• Your objective
The listing must be reproduced in full, exactly as it stands.

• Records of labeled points
********************
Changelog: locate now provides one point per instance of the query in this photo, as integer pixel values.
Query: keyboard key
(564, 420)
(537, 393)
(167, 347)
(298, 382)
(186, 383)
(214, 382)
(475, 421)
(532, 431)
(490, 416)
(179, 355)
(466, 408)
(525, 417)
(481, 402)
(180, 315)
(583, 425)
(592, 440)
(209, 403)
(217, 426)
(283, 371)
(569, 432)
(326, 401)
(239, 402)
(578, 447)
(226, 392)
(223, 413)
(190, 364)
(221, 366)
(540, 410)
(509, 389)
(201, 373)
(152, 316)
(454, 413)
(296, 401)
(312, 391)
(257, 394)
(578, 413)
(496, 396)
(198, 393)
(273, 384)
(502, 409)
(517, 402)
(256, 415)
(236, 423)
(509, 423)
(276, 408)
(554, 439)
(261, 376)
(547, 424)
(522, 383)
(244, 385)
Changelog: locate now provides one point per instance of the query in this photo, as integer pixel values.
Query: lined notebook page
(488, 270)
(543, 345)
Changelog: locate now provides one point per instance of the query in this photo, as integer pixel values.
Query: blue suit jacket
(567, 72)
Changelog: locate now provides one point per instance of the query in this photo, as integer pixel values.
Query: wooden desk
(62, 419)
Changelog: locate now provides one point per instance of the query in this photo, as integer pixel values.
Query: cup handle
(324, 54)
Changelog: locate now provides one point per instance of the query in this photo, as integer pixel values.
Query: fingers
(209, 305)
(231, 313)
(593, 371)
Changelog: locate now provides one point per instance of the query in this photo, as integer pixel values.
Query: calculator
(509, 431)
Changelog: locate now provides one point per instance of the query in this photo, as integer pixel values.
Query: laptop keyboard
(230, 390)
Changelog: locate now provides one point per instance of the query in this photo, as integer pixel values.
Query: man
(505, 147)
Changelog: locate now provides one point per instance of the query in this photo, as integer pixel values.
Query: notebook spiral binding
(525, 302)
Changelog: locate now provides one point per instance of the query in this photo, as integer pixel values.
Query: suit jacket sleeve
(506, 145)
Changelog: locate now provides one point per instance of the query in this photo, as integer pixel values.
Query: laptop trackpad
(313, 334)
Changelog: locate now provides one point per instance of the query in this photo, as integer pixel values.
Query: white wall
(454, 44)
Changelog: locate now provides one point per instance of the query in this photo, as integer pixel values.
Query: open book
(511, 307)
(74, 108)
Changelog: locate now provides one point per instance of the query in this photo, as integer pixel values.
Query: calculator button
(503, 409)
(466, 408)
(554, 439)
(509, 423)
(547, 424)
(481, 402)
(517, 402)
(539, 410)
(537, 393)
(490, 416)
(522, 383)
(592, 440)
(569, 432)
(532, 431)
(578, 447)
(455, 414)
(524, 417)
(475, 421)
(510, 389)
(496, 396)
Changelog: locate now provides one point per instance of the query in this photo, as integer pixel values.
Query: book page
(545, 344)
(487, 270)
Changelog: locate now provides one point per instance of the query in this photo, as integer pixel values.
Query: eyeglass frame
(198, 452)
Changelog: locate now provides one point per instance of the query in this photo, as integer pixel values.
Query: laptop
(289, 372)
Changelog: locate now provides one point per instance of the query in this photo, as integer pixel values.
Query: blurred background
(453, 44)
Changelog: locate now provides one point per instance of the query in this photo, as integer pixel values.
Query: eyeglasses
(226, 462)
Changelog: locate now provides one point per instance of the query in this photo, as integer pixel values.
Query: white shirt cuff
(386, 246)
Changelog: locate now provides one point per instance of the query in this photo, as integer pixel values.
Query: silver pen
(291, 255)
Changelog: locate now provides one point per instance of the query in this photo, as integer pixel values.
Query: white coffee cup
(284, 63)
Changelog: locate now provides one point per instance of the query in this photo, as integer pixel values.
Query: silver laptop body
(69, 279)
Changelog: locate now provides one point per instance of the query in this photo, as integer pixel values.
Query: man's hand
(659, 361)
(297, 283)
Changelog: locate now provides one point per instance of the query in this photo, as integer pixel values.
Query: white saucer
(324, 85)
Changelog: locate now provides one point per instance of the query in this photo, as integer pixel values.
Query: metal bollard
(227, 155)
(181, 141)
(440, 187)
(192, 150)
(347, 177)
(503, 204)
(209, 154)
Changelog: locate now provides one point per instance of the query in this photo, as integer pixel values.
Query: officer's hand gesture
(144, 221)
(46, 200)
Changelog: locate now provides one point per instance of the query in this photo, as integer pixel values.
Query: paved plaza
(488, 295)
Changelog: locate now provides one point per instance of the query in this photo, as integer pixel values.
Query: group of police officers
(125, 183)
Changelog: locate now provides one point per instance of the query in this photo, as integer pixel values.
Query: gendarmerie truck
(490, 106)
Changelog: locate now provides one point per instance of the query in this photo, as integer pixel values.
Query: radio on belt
********************
• Final result
Changelog: locate now provides one point per instance of the query in this photo, as integer pixel values.
Query: keyboard key
(564, 420)
(537, 393)
(167, 347)
(298, 382)
(186, 383)
(214, 382)
(475, 421)
(532, 431)
(490, 416)
(179, 355)
(466, 408)
(525, 417)
(481, 402)
(180, 315)
(583, 425)
(592, 440)
(209, 403)
(217, 426)
(283, 371)
(569, 432)
(326, 401)
(239, 402)
(578, 447)
(226, 392)
(223, 413)
(190, 364)
(221, 366)
(540, 410)
(509, 389)
(201, 373)
(152, 316)
(454, 413)
(296, 401)
(312, 391)
(257, 394)
(578, 413)
(496, 396)
(198, 393)
(273, 384)
(502, 409)
(517, 402)
(256, 415)
(236, 423)
(509, 423)
(276, 408)
(554, 439)
(261, 376)
(547, 424)
(522, 383)
(244, 385)
Changelog: locate now provides one point per instance of the query in this photo, as integer pixel values.
Query: lined notebook page
(488, 270)
(543, 345)
Changelog: locate now provides one point per instance of the query in this photo, as integer pixel values.
Query: blue suit jacket
(567, 72)
Changelog: locate now provides one point per instance of the query in this photo, as integer pixel values.
Query: wooden desk
(62, 419)
Changelog: locate now provides one point per instance of the query in this photo, as integer pixel values.
Query: cup handle
(324, 54)
Changelog: locate now provides one point per instance of the query in this photo, as integer pixel values.
Query: fingers
(209, 305)
(231, 313)
(593, 371)
Changelog: locate now provides one point per instance of the query in this photo, as integer pixel values.
Query: calculator
(509, 431)
Changelog: locate now provides one point per instance of the query in this photo, as integer pixel values.
Query: laptop keyboard
(230, 390)
Changelog: locate now provides one point per instance of the query in this photo, as integer pixel values.
Query: man
(505, 147)
Changelog: locate now provides one point per instance of the query in this photo, as integer pixel values.
Query: notebook spiral binding
(525, 302)
Changelog: locate now provides one point per instance of the query in this photo, as integer pixel values.
Query: suit jacket sleeve
(506, 145)
Changelog: locate now provides one point per instance of the query in this photo, as integer pixel values.
Query: laptop trackpad
(313, 334)
Changelog: locate now provides one point per instance of the query in this photo, as integer pixel values.
Query: white wall
(454, 44)
Changelog: locate now provides one point per instance of the query in this photo, as integer pixel values.
Query: open book
(511, 307)
(74, 108)
Changelog: locate now provides one point per instance of the query in this photo, as integer pixel values.
Query: calculator button
(503, 409)
(466, 408)
(554, 439)
(509, 423)
(547, 424)
(481, 402)
(517, 402)
(539, 410)
(537, 393)
(490, 416)
(522, 383)
(592, 440)
(569, 432)
(532, 431)
(578, 447)
(455, 414)
(524, 417)
(475, 421)
(510, 389)
(496, 396)
Changelog: locate now provides one point per instance of the query in this photo, as integer pixel values.
Query: book page
(545, 344)
(487, 270)
Changelog: locate now provides one point per instance of the query in this photo, as integer pixel values.
Query: eyeglass frame
(198, 452)
Changelog: locate now provides one point per instance of the query in this photo, as integer pixel values.
Query: laptop
(289, 372)
Changelog: locate now provides one point per instance of the query in this photo, as integer pixel values.
Query: blurred background
(453, 44)
Changelog: locate now provides one point per instance of the query in this photo, as integer pixel values.
Query: eyeglasses
(226, 462)
Changelog: locate now provides one point per instance of the query in this photo, as integer pixel values.
Query: white shirt cuff
(386, 246)
Changelog: locate now provides one point per instance of the query in this photo, as integer pixel values.
Query: silver pen
(291, 255)
Changelog: locate now provides one point per instance of the query in this photo, as integer pixel values.
Query: white coffee cup
(284, 63)
Changelog: locate now provides one point per instance of the query in this photo, as integer pixel values.
Query: silver laptop body
(69, 279)
Changelog: locate now provides one point per instance of the query in this photo, as integer pixel values.
Query: man's hand
(659, 361)
(297, 283)
Changelog: locate now provides one point per instance of the query in this photo, as integer pixel values.
Query: white saucer
(324, 85)
Changelog: locate now provides one point per instance of the query in this photo, as integer pixel values.
Query: metal bollard
(227, 155)
(181, 141)
(440, 187)
(192, 150)
(347, 177)
(503, 204)
(209, 154)
Changelog: locate now provides one point per instance of the query in this photo, as integer pixel values.
Query: officer's hand gesture
(144, 221)
(46, 200)
Changelog: locate now provides one point per instance of the query in this photo, as integer pixel values.
Query: paved plaza
(488, 295)
Changelog: locate now provides one point per instance of the query in this photo, as integer pixel values.
Query: group of police officers
(125, 183)
Changelog: locate now provides one point per instance of the query in this photo, as integer pixel values.
Query: gendarmerie truck
(490, 106)
Changelog: locate now provides one point per instance of the query in this photo, as integer pixel values.
Query: radio on belt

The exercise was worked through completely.